--- Kutipan Sumber ---

Muda, imut, bersuara emas dan kaya. Hari ini Justin Beiber sudah mendarat di Jakarta. Dan besok dia akan membuat beberapa remaja puteri pingsan karena terlalu exicited di konsernya di Sentul International Convention. Itu berkaca dari penjualan tiket yang diantri ribuan orang. Seakan dunia kiamat kalau tidak ikut nonton konser Justin Beiber.
Itulah kehebatan kapitalisme. Lihai menciptakan kebutuhan “ecek-ecek” dari psikologis manusia. Sebetulnya gak apa juga kalau tidak ikut nonton Justin. Apalagi cukup puas menikmati penampilannya di Youtube. Tapi ditatanan pergaulan kaum muda saat ini Justin Beiber adalah simbol diri mereka. Jadi kalau gak ikutan nonton namanya ketinggalan jaman. Wajarlah kalau akhirnya mereka menyemut tempat penjualan tiket.
Ekonomi Kapitalisme vs Syariah
Saya tidak skeptis jika ada golongan yang mau mengembangkan model ekonomi syariah. Cuma ragu pada keampuhan langkah-langkah yang diterapkan. Kapitalisme sangat tahu medan maka berjaya saat ini. Apakah cukup dengan menyentuh dasar-dasar keimanan lantas orang ramai-ramai pindah pada sistem ekonomi syariah? Sementara kapitalisme bekerjada dari dasar emosi paling manusiawi: Keserakahan dan mementingkan diri sendiri?

--- Daftar Butir ---

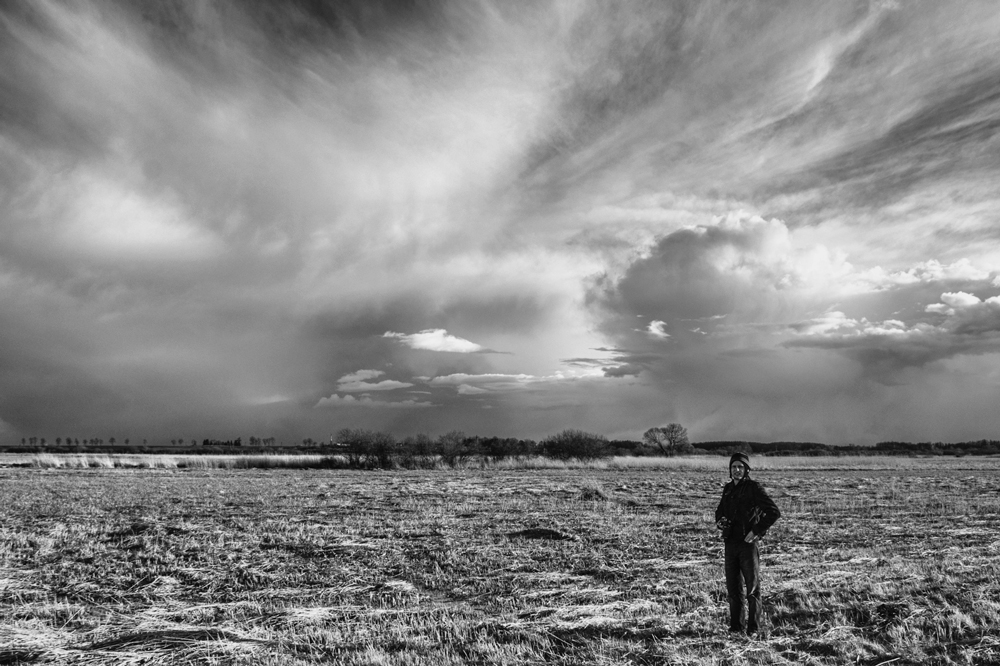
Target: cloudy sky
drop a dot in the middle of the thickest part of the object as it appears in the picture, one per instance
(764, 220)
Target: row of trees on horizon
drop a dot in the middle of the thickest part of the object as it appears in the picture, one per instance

---
--- Daftar Butir ---

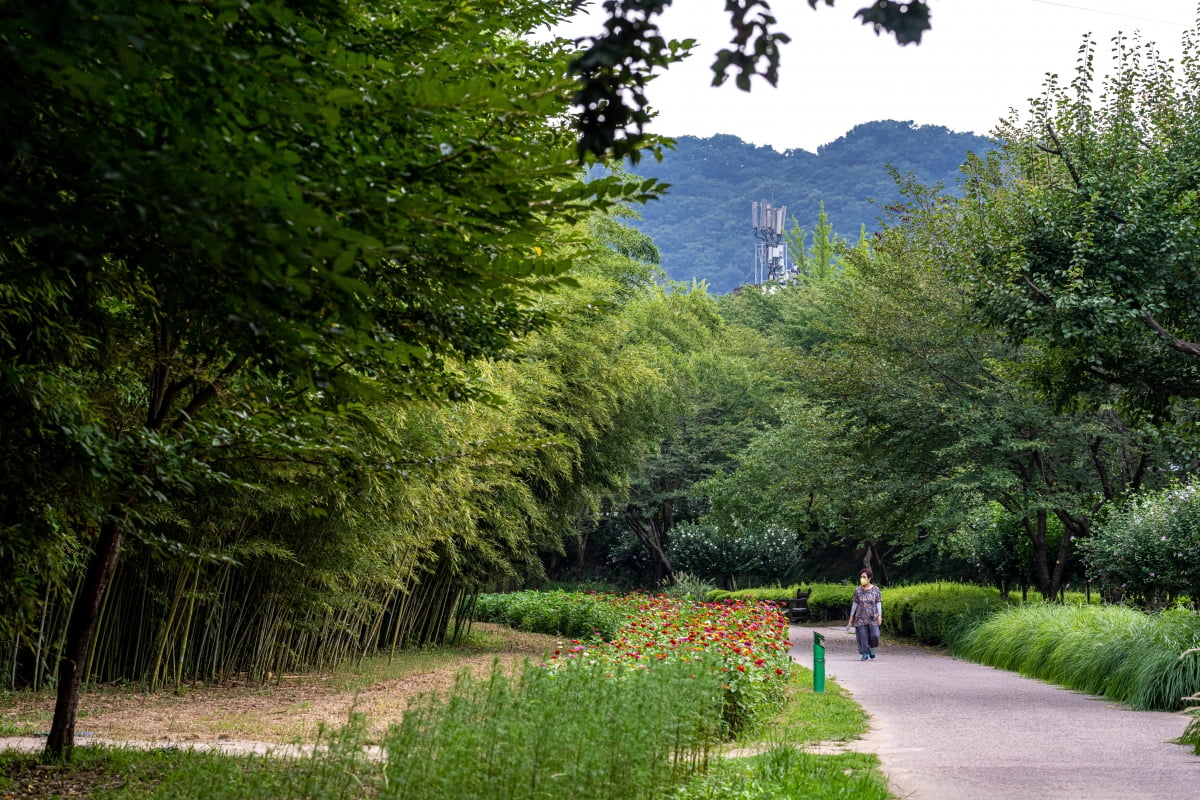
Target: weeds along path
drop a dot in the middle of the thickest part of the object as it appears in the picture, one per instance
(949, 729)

---

Rumusan Masalah: Ambil tanpa perubahan bagian dari kutipan sumber yang terletak antara "Muda, imut, bersuara" dan "tempat penjualan tiket.", termasuk kedua ujungnya. Data di atas tidak berkaitan dengan kutipan sumber.

Tugas yang Diselesaikan:
Muda, imut, bersuara emas dan kaya. Hari ini Justin Beiber sudah mendarat di Jakarta. Dan besok dia akan membuat beberapa remaja puteri pingsan karena terlalu exicited di konsernya di Sentul International Convention. Itu berkaca dari penjualan tiket yang diantri ribuan orang. Seakan dunia kiamat kalau tidak ikut nonton konser Justin Beiber.
Itulah kehebatan kapitalisme. Lihai menciptakan kebutuhan “ecek-ecek” dari psikologis manusia. Sebetulnya gak apa juga kalau tidak ikut nonton Justin. Apalagi cukup puas menikmati penampilannya di Youtube. Tapi ditatanan pergaulan kaum muda saat ini Justin Beiber adalah simbol diri mereka. Jadi kalau gak ikutan nonton namanya ketinggalan jaman. Wajarlah kalau akhirnya mereka menyemut tempat penjualan tiket.